- What you need to do:
Reproduce each line of the entries that carries "cash".

:: Data for processing

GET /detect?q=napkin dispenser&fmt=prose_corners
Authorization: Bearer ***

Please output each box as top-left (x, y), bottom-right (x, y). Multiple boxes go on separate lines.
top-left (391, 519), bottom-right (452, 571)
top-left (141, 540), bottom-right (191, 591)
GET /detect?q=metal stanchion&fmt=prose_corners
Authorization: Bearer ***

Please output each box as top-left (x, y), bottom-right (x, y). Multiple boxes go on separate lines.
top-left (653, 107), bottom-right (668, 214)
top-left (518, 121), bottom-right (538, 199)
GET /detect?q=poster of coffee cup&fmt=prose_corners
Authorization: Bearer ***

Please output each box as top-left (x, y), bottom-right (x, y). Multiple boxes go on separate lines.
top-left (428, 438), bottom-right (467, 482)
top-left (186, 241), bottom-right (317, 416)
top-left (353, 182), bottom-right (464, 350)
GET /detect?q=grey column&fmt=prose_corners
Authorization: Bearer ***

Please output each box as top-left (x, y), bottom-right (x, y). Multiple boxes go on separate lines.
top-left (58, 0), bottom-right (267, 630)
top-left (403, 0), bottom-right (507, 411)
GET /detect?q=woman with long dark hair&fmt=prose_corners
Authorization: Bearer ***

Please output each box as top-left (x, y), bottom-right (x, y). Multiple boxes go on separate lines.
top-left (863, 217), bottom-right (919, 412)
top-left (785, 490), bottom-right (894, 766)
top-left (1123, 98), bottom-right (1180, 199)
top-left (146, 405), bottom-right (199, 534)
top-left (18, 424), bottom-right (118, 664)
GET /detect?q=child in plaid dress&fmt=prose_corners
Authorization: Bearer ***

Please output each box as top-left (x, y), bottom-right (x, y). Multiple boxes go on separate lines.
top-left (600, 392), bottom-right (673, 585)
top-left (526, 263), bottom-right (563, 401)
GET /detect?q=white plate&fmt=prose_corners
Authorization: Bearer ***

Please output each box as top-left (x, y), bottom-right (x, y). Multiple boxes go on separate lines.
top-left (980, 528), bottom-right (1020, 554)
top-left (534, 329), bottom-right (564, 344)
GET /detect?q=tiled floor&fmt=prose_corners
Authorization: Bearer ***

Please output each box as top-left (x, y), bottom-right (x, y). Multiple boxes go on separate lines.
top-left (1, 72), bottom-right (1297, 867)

::::
:: Data for processing

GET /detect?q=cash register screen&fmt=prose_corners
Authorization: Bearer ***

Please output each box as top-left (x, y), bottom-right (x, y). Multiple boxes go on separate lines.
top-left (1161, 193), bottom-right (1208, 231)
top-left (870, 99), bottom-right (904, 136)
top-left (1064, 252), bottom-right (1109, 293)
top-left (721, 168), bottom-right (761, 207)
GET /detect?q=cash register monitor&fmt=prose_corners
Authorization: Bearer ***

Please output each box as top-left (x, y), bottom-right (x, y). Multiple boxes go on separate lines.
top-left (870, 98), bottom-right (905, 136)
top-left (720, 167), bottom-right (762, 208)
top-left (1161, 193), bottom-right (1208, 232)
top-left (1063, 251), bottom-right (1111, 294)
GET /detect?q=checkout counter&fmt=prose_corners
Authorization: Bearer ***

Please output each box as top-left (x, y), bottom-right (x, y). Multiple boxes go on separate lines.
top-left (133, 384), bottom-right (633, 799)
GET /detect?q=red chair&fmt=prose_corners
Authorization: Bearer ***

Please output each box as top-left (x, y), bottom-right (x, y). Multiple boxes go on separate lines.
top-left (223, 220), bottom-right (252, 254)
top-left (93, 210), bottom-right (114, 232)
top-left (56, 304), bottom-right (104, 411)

::::

- Worked solution:
GET /detect?q=cash register screen&fmt=prose_corners
GET /detect?q=cash register monitor&fmt=prose_corners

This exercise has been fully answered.